_Excerpt to read_:
□ □ □ □
Allium nigrum, common name black garlic, broad-leaved leek, or broadleaf garlic, is a Middle Eastern species of wild onion. It lacks the onion or garlic scent shared by most of the other species in the group. The species is native to Turkey, Cyprus, Syria, Lebanon, and the Palestine region but cultivated as an ornamental in many other places. It has become naturalized in some regions, including parts of the United States (especially Washington and Oregon).

== Description ==

Allium nigrum produces asymmetric bulbs up to 5 cm across. Each plant has 3-6 leaves, lanceolate in shape, flat and bent to the side, up to 60 cm long and 2.5 cm across. Later the leaves become reflexed. Scapes are smooth and round in cross-section, 80–100 cm tall. The scape carries a dense umbellate inflorescence with star-like flowers up to 9 mm across; the tepals are white with a green midvein; the anthers are purple or yellow. The ovaries are black-green (but flushed with red in the Levant) in anthesis, but green when younger or following anthesis.

== Taxonomy ==
It is the type species of Subgenus (Section) Melanocrommyum. Molecular evidence suggests that A. nigrum is a polymorphous species consisting of several infraspecific groups.

=== Subdivision ===
Alliances:
- Allium nigrum
- Allium asclepiadeum
- Allium orientale

Allium nigrum alliance:
Allium nigrum L. and A. multibulbosum Jacq. have often been treated as variants within a variable A. nigrum sensu lato. The type variant, A. nigrum sensu stricto is characterised by rose oblong tepals, rose filaments, and distinctly tri-sulcate, strongly coarse, dull, permanently green ovaries, while A. multibulbosum have white to pinkish-carmine, oblong tepals, filaments of the same color as tepals, but rounded, narrowly hexasulcate, smooth and commonly glossy ovaries. The latter commonly turn green from black, but some are permanently green. These variants are in a sister group relationship. The World Checklist of Selected Plant Families (WCLSPF) treat these as separate species.
□ □ □ □
_Listed entries_:
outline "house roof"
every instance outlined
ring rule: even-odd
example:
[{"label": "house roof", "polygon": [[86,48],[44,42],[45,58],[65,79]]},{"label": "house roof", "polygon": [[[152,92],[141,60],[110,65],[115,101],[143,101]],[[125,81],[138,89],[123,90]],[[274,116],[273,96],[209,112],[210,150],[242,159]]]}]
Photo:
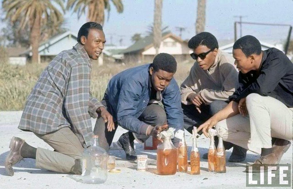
□ □ □ □
_Problem details_: From the text on Allium nigrum, quote the passage between "Allium nigrum, common" and "Washington and Oregon).", inclusive. Rely only on the text about Allium nigrum, not on the lines.

_Worked solution_:
Allium nigrum, common name black garlic, broad-leaved leek, or broadleaf garlic, is a Middle Eastern species of wild onion. It lacks the onion or garlic scent shared by most of the other species in the group. The species is native to Turkey, Cyprus, Syria, Lebanon, and the Palestine region but cultivated as an ornamental in many other places. It has become naturalized in some regions, including parts of the United States (especially Washington and Oregon).